### Short problem
Rewrite the records from the line containing "Can you find the dried" through the line containing "[[61, 368], [31, 330]]", swapping "dried leaf" for "withered leaf" and keeping everything else unchanged. Give only those lines.

===== Data =====

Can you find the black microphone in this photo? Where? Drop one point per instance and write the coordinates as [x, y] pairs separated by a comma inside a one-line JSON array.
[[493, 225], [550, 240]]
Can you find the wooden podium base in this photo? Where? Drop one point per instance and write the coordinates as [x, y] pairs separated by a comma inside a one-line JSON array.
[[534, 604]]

=====
===== Data =====

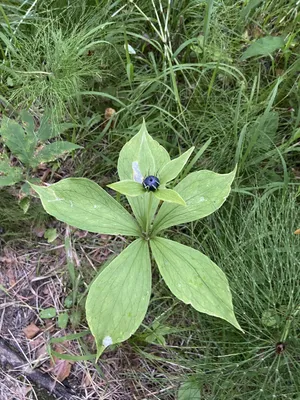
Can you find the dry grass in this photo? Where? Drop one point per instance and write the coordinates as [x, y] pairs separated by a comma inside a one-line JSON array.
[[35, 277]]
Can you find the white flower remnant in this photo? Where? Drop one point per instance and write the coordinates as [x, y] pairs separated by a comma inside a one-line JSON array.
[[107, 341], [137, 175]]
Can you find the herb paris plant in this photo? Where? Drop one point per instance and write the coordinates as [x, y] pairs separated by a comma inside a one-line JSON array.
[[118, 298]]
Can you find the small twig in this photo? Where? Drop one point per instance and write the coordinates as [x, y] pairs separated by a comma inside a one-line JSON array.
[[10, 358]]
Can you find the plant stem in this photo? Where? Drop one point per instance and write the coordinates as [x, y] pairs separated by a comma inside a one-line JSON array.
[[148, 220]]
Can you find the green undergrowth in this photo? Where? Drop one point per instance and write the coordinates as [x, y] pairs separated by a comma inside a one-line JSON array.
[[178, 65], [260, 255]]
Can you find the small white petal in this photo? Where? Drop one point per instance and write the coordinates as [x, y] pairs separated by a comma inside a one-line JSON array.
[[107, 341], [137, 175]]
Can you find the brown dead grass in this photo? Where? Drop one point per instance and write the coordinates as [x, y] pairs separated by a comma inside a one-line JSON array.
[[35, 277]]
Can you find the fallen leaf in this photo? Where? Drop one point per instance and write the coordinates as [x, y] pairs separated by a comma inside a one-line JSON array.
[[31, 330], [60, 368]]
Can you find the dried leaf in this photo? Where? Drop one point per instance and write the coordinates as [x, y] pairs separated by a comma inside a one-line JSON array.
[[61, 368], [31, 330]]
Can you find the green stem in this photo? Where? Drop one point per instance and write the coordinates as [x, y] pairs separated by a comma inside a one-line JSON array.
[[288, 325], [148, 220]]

=====
===== Data =====

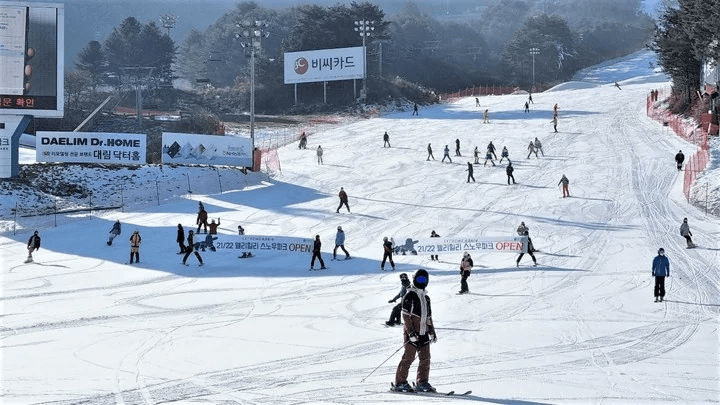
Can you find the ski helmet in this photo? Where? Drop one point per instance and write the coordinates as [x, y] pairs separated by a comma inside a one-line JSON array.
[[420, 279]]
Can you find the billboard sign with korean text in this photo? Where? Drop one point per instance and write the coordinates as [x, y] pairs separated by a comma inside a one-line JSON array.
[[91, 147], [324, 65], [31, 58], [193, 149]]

=====

### Written answer
Can you find the withered leaf in this photo? Where? Drop one point per instance and write the coordinates as [x, y] pairs separated by a comma inside a one-line JSON array.
[[61, 368], [31, 330]]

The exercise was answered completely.